● Richiesta scritta 1:
Rispondi a queste domande sul brano sull'identità, una risposta per riga, con le stesse lettere:
(a) Che cosa deve permettere il nocciolo comune da radicare nell'alunno?
(b) A che cosa deve rispondere l'insegnante, invece che alle domande che gli vengono poste?
(c) Da che cosa deve sorgere l'identità dell'insegnante?
● Richiesta scritta 2:
Indica se ciascuna affermazione concorda con il brano sull'identità. Per ogni lettera scrivi sì o no e cita le parole decisive del brano.
(a) La dimensione individualistica e competitiva è presentata come oggi sempre meno diffusa.
(b) L'insegnante deve conoscere la sfera giuridica che regola il proprio lavoro.
(c) L'insegnante deve sentirsi guidato da un padre padrone.
● Richiesta scritta 3: Prosegui il brano sull'identità dell'insegnante a partire dalla sua ultima frase.
-------- Testo del documento --------
Il tema dell’identità
Nell’alunno si devono stabilire i fondamenti culturali necessari per la sua espressione soggettiva e umana nella sfera comunitaria e collettiva. Si tratta di individuare e radicare un nocciolo comune che permetta il riconoscimento delle differenze, pur nella loro pluralità, per una convivenza prodiga e attenta all’altro, che vada oltre la dimensione individualistica e competitiva oggi sempre più dominante.
L’insegnante, che necessita di una forte consapevolezza culturale e politica (nel senso ampio di polis), deve rispondere non alle domande che gli vengono poste, ma alle condizioni che generano tali domande. Un insegnante che oggi deve tapparsi le orecchie con la cera affinché la sua identità non venga ammannita dall’istituzione attraverso il sentirsi parte di essa in modo mimetico, dopo che la stessa istituzione ha reso insignificante l’identità soggettiva attraverso una standardizzazione delle metodologie e l’adattamento passivo a ciò che viene richiesto. Egli non deve sentirsi guidato da un padre padrone, ma esercitare democraticamente il suo pensiero all’interno dell’istituzione, conoscendo la sfera giuridica che regola le diverse questioni riguardanti il proprio lavoro. L’identità dell’insegnante non deve sorgere che dal confronto dialettico con i suoi alunni e con i contenuti culturali; un’identità che viene ricevuta mentre la si esercita.
-------- Dati registrati --------
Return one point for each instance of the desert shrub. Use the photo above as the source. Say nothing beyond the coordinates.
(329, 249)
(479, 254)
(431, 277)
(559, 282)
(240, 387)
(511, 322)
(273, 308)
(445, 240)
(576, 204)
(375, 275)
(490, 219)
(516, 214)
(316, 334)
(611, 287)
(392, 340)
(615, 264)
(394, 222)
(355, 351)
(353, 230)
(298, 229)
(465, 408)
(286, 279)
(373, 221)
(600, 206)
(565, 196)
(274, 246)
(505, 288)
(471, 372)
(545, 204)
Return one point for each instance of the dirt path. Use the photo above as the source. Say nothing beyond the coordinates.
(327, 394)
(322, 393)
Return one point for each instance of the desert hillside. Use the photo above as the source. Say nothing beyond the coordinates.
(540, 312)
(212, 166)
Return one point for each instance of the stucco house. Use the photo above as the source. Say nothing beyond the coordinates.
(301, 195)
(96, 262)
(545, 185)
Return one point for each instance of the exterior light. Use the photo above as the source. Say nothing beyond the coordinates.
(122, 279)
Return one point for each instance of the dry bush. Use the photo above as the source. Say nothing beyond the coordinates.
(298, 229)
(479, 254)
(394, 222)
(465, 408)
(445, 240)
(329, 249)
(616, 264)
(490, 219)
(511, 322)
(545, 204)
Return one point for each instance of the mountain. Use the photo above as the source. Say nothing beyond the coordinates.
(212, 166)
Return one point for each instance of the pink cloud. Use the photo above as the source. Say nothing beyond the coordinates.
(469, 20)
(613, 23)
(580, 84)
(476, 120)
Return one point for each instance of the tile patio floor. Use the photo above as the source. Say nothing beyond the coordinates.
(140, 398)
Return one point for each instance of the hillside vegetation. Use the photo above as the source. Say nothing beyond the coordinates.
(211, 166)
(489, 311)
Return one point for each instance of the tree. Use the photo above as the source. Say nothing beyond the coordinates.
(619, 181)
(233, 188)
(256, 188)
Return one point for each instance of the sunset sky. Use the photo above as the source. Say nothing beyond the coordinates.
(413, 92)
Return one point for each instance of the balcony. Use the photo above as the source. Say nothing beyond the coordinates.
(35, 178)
--------
● Risultato finale 1:
(a) Il riconoscimento delle differenze, pur nella loro pluralità.
(b) Alle condizioni che generano tali domande.
(c) Dal confronto dialettico con i suoi alunni e con i contenuti culturali.

● Risultato finale 2:
(a) No: "oggi sempre più dominante".
(b) Sì: "conoscendo la sfera giuridica che regola le diverse questioni riguardanti il proprio lavoro".
(c) No: "Egli non deve sentirsi guidato da un padre padrone".

● Risultato finale 3:
Un’identità forte che, attraverso il dialogo, permetta di non subire la pressione né di genitori armati di mille strumenti di comunicazione e controllo, né della “completezza” dei libri di testo, oramai tutti somiglianti e sempre più vasti a causa della concorrenza tra case editrici, ma che agisca con decisione verso ciò che ritiene importante, anche se ciò esula dallo stesso libro.
Serve perciò un libro di testo essenziale, che sia un supporto e non l’esclusivo punto di riferimento del programma; un libro per questo aperto alle peculiarità della classe, alle quali l’insegnante deve rispondere inventando esercizi specifici ed adeguati (la partecipazione degli alunni cambia, quando colgono un esercizio inventato per loro anche lì per lì dall’insegnante, piuttosto che un esercizietto estratto all’interno di una serie numerica). Un insegnante che mantenga la barra sullo sviluppo psico-fisico degli alunni e che di conseguenza tralasci gli argomenti del testo troppo astratti per le capacità intellettive di chi ha davanti.
Altrettanto importante è evitare l’identità limitata e irresponsabile del funzionario-esecutore di quanto gli viene imposto dalla moda didattica del momento. Lo sguardo dell’insegnante deve infatti prima fondarsi sulla relazione umana profonda ed essere così attento ai piccoli segnali che indicano un disagio familiare degli alunni. Quest’insegnante deve essere sollecito e coraggioso attivandosi, nei casi più gravi, presso i vari servizi senz’alcuna paura di affrontare situazioni che esulano dalla didattica.
Egli non deve guardare solo all’aspetto nozionistico, ma portare l’attenzione degli alunni anche su quei comportamenti irrispettosi dell’altro oggi sempre più frequenti; e correggerli. Anche se ciò porti a frizioni con i genitori.
Un insegnante attento al linguaggio e alle singole parole che usa. Perché queste generano mondi. Di questa creazione l’insegnante si deve sentire responsabile.
Metodi
– l’agire in classe deve essere fondato sul soffermarsi sui contenuti essenziali con tempi distesi adeguati all’approfondimento, anche attraverso l’uso di materiali concreti che facciano vedere e radicare i concetti. I bambini infatti non hanno ancora completato lo sviluppo del pensiero astratto.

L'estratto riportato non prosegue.